*Source text:*
In any case, Elchasai's religious community seems to have prospered but ultimately splintered; early on, the prophet Mani renounced Judaism and departed with his followers. Likewise, the Mandaeans may have originated in a schism where they renounced the Torah, while the mainstream Sampsaeans[citation needed] held on to it (as Elchasai's followers did); this must have happened around the mid-late 1st millennium AD. Al-Biruni (writing at the beginning of the 11th century AD) said that the 'real Sabians' were "the remnants of the Jewish tribes who remained in Babylonia when the other tribes left it for Jerusalem in the days of Cyrus and Artaxerxes. These remaining tribes...adopted a system mixed up of Magism and Judaism."[9] It is not clear what group he referred to exactly, for by then the Elchasaite sects may have been at their most diverse. Some disappeared subsequently, the Sampsaeans for example are not well attested in later sources. The Ginza Rba, one of the chief holy scriptures of the Mandaeans, appears to originate around the time of Elchasai or somewhat thereafter (see below); unfortunately, none of the Manichaean scriptures has survived in its entirety, and as it seems the remaining fragments have not been compared to the Ginza Rba.

*Stated task 1:* Translate this sentence from the passage on the Elchasaite sects into French: "It is not clear what group he referred to exactly, for by then the Elchasaite sects may have been at their most diverse."
*Stated task 2:* Please carry on the passage on the Elchasaite sects, picking up after its final sentence.
The lines after this passage come from a separate source.

*Entries shown:*

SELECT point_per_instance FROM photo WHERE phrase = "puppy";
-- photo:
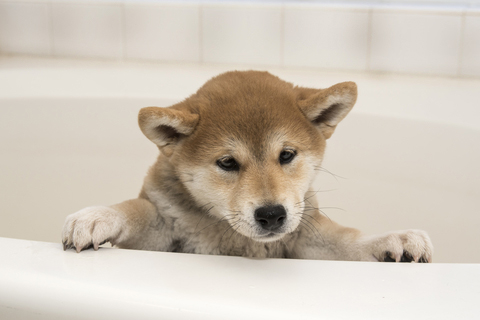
(236, 161)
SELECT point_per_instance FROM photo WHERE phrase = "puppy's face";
(256, 177)
(247, 147)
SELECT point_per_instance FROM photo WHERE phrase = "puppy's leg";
(121, 224)
(333, 241)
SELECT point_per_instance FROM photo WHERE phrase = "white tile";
(326, 37)
(87, 30)
(25, 28)
(471, 46)
(247, 34)
(163, 32)
(415, 42)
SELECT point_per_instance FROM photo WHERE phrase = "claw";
(406, 257)
(388, 257)
(423, 260)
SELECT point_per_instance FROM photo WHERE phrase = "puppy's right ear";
(166, 126)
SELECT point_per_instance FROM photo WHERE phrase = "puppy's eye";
(228, 164)
(286, 156)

*Final answer 1:* On ne sait pas exactement à quel groupe il faisait référence, car à cette époque les sectes elkasaïtes avaient peut-être atteint leur plus grande diversité.

*Final answer 2:*
Around 1290, a learned Dominican Catholic from Tuscany, Ricoldo da Montecroce, or Ricoldo Pennini, was in Mesopotamia where he met the Mandaeans. He described them as follows:

“A very strange and singular people, in terms of their rituals, lives in the desert near Baghdad; they are called Sabaeans. Many of them came to me and begged me insistently to go and visit them. They are a very simple people and they claim to possess a secret law of God, which they preserve in beautiful books. Their writing is a sort of middle way between Syriac and Arabic. They detest Abraham because of circumcision and they venerate John the Baptist above all. They live only near a few rivers in the desert. They wash day and night so as not to be condemned by God, …”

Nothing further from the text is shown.